>> start
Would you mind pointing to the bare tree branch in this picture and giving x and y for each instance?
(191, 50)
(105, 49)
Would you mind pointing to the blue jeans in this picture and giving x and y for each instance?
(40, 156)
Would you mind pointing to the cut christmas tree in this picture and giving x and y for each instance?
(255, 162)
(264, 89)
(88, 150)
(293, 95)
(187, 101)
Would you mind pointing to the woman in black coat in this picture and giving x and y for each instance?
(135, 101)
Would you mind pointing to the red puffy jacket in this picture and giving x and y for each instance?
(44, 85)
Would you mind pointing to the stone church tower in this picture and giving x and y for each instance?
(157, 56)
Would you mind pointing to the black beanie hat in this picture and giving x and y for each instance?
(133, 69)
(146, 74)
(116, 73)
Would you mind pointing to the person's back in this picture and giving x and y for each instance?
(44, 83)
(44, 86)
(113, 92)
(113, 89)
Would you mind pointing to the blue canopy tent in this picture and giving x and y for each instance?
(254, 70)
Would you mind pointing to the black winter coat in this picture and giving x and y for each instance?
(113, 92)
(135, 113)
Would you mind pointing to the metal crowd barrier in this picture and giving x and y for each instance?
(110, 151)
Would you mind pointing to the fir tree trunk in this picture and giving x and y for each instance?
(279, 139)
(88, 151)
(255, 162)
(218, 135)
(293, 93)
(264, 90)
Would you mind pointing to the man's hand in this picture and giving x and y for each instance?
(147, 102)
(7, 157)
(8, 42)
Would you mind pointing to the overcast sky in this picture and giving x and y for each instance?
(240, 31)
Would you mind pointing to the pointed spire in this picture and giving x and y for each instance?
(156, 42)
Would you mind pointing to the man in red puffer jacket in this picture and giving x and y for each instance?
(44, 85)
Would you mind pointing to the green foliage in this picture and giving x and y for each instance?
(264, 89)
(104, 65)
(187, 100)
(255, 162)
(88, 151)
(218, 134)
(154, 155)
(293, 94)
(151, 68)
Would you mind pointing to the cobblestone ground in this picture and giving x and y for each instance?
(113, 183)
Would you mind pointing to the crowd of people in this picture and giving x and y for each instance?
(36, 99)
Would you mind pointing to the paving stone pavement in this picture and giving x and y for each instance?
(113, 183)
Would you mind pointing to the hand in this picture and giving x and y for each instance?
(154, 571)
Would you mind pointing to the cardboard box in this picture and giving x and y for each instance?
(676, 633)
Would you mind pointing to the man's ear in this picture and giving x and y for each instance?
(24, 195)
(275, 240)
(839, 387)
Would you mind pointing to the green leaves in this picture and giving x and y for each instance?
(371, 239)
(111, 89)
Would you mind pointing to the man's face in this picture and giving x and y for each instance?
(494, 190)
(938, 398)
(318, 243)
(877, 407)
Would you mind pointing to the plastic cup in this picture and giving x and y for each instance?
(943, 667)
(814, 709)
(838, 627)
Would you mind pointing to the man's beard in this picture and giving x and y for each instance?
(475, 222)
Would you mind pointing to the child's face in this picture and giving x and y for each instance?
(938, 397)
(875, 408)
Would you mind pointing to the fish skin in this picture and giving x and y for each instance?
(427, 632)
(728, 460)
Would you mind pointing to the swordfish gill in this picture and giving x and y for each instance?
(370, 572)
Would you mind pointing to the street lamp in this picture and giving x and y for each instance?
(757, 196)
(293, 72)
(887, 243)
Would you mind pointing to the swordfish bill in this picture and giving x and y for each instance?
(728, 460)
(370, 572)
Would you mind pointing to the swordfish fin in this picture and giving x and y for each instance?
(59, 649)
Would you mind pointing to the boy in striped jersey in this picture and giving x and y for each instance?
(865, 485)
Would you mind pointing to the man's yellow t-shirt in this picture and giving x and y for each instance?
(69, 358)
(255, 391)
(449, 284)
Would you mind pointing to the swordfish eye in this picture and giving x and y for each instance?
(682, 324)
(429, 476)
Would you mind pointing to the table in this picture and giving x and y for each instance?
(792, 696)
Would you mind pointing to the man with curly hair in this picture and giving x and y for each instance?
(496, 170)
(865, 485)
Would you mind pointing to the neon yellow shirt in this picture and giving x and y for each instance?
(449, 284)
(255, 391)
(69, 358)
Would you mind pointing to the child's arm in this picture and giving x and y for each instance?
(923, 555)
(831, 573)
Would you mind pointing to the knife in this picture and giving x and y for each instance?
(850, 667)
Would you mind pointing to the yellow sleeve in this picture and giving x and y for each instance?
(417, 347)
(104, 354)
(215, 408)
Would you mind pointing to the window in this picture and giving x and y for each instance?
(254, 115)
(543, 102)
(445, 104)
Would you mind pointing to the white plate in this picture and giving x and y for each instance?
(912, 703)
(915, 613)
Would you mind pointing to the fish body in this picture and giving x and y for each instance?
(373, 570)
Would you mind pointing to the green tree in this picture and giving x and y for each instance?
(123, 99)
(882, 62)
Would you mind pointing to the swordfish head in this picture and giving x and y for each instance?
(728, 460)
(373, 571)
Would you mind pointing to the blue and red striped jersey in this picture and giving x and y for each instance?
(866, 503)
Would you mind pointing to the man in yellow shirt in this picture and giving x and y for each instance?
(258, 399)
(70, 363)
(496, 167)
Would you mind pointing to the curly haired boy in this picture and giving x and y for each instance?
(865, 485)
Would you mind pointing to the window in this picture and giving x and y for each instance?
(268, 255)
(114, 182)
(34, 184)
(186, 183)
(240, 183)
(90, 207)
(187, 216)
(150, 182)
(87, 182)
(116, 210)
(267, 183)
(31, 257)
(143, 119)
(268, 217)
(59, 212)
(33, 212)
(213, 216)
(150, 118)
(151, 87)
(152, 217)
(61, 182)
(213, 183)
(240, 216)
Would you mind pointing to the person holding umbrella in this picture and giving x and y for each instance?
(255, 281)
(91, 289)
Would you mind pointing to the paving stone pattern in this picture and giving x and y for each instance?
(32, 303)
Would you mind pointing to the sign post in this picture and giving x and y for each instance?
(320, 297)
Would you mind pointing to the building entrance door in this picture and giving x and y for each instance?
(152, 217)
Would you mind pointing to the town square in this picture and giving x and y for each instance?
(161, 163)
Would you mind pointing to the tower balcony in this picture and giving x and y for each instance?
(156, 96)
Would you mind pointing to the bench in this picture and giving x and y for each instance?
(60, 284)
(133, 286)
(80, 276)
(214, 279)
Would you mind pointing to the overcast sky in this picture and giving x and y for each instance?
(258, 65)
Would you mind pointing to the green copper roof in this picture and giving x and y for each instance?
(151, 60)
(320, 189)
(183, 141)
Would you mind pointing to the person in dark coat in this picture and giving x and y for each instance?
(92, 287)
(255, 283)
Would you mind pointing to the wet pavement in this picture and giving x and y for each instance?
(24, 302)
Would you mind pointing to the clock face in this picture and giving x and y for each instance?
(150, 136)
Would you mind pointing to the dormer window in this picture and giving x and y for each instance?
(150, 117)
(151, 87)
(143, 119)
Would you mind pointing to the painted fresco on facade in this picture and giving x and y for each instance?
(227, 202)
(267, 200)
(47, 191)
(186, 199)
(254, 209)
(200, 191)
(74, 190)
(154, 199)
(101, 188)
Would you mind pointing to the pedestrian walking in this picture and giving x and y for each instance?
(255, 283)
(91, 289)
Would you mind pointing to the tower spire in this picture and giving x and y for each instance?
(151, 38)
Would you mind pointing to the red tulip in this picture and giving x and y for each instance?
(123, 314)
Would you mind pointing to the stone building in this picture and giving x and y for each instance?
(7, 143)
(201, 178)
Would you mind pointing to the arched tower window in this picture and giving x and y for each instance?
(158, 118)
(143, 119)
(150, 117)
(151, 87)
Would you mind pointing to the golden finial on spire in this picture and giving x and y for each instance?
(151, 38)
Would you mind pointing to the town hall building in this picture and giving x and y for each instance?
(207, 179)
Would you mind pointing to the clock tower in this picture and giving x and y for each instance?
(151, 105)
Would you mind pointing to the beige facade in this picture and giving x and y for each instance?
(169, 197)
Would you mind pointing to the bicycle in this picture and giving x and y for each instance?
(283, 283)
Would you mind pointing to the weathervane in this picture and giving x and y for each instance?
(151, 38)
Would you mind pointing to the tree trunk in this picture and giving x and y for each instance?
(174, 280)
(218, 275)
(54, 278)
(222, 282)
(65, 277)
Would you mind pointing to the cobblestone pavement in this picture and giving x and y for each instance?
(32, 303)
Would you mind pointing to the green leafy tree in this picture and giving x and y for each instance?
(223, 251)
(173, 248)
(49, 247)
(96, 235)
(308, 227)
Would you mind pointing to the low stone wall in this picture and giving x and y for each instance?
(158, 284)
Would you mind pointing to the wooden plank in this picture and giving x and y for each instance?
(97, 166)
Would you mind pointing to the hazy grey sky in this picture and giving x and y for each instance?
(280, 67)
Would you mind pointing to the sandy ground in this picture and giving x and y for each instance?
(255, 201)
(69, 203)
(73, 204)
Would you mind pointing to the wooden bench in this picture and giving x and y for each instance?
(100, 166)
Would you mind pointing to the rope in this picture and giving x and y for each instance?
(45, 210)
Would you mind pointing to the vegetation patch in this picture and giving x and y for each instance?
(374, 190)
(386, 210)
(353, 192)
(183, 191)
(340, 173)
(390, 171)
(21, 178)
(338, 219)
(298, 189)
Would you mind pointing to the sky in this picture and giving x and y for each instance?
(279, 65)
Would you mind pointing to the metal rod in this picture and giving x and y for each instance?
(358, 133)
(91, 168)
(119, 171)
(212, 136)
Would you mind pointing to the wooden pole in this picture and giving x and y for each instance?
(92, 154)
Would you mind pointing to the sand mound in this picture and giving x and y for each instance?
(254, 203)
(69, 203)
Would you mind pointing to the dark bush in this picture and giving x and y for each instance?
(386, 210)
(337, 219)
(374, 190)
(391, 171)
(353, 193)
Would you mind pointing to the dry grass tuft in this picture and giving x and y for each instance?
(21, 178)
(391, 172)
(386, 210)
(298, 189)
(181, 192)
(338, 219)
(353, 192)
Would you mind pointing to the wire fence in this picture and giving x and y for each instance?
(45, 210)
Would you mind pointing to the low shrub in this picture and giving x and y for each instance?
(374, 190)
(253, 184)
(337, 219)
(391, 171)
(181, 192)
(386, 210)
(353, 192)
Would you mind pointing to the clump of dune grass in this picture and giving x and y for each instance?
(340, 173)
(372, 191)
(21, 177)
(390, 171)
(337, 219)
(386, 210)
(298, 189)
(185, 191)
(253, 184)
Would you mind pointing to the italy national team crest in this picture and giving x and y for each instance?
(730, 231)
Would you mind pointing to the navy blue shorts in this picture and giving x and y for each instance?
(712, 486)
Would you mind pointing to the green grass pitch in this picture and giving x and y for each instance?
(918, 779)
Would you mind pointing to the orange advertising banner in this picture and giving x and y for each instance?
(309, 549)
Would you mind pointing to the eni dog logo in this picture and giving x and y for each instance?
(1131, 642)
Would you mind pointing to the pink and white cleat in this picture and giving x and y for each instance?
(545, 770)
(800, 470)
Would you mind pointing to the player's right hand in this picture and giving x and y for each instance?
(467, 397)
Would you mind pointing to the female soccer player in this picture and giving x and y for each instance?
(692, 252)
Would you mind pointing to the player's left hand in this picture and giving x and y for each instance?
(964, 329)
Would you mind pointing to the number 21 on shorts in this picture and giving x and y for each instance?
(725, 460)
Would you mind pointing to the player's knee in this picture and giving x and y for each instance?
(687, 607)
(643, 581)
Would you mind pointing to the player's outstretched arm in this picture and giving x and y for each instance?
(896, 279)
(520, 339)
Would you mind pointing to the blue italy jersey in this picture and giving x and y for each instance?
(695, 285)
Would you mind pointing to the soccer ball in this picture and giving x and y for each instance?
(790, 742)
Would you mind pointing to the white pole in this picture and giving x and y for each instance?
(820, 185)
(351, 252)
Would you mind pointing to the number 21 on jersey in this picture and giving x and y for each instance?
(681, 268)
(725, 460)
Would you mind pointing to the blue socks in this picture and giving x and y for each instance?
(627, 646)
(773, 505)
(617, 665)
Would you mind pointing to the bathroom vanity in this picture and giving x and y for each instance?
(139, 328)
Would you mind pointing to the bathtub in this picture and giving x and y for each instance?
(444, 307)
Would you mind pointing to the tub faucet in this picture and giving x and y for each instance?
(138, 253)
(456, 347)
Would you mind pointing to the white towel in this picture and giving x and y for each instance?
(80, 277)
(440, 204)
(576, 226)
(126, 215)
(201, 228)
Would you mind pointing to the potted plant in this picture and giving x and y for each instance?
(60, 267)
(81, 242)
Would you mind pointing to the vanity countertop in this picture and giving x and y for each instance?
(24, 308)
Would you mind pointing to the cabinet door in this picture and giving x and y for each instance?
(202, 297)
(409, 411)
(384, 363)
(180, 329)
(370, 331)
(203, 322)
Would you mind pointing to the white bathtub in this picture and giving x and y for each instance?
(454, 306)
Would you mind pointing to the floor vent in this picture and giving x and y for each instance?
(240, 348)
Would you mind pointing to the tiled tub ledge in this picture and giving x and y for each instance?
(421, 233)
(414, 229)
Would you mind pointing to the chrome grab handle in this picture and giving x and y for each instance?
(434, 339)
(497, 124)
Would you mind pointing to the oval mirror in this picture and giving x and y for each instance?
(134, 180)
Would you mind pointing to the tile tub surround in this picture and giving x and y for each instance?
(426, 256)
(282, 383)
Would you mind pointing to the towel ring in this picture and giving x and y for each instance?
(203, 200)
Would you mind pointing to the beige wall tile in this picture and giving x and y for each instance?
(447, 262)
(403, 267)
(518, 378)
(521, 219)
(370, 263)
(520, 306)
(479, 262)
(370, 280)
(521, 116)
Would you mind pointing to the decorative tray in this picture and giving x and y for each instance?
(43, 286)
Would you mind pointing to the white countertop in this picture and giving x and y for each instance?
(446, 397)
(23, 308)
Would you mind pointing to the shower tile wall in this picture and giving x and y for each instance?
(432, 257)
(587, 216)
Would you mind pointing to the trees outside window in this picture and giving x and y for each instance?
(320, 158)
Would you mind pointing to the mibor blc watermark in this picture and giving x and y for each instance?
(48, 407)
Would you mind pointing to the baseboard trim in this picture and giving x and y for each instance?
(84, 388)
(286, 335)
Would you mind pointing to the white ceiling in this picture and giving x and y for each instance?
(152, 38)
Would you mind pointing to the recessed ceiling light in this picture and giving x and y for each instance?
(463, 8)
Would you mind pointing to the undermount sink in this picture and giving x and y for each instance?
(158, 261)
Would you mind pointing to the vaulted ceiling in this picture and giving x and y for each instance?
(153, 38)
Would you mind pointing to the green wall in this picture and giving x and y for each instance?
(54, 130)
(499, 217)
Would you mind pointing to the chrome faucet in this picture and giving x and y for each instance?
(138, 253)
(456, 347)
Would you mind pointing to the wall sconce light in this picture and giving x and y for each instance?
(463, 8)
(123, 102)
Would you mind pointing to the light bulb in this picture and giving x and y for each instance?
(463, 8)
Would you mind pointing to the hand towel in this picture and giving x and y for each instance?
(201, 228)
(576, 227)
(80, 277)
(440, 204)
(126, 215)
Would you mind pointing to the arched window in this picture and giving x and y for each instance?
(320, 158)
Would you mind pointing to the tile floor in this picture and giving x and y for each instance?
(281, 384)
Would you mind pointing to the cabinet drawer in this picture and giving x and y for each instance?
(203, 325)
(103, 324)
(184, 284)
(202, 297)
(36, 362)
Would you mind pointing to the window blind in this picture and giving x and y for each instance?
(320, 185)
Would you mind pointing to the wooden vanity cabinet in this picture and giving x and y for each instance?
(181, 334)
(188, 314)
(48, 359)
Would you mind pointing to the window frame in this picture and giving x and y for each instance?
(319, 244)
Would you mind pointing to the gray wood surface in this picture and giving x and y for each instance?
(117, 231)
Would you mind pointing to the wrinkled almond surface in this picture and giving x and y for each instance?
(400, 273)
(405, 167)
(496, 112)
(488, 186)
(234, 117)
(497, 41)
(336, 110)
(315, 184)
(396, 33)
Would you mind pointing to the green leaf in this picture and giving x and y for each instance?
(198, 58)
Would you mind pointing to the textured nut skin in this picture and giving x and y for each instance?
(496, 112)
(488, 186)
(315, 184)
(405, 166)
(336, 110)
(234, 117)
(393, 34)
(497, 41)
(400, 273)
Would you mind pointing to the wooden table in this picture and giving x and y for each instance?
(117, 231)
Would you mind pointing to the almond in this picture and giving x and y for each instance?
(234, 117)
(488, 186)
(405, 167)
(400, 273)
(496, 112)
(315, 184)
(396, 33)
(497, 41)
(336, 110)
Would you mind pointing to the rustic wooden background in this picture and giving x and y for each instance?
>> end
## Given exercise
Quote, without any change, each line from the one that contains "Would you mind pointing to the window blind" through the end of the material.

## Final answer
Would you mind pointing to the window blind in this picture and giving x and y for each instance?
(320, 185)
Would you mind pointing to the wooden vanity cabinet in this picture and giving x and y for each instance?
(181, 334)
(188, 314)
(48, 359)
Would you mind pointing to the window frame in this picture and giving x and y for each instance?
(319, 244)
Would you mind pointing to the gray wood surface in this picture and giving x and y for each instance?
(117, 231)
Would you mind pointing to the wrinkled almond surface in this picture and giving x and y for each instance?
(400, 273)
(405, 167)
(496, 112)
(488, 186)
(234, 117)
(497, 41)
(336, 110)
(315, 184)
(396, 33)
Would you mind pointing to the green leaf in this picture and giving x and y for each instance?
(198, 58)
Would you mind pointing to the textured nut skin in this picture and giving x and y for each instance?
(496, 112)
(488, 186)
(315, 184)
(405, 166)
(336, 110)
(234, 117)
(393, 34)
(497, 41)
(400, 273)
Would you mind pointing to the wooden table in this picture and giving x and y for each instance?
(117, 231)
Would you mind pointing to the almond in this picture and giving x and y for each instance?
(234, 117)
(488, 186)
(405, 167)
(400, 273)
(496, 112)
(315, 184)
(396, 33)
(497, 41)
(336, 110)
Would you mind pointing to the rustic wooden background in this picture and giving x and y for each instance?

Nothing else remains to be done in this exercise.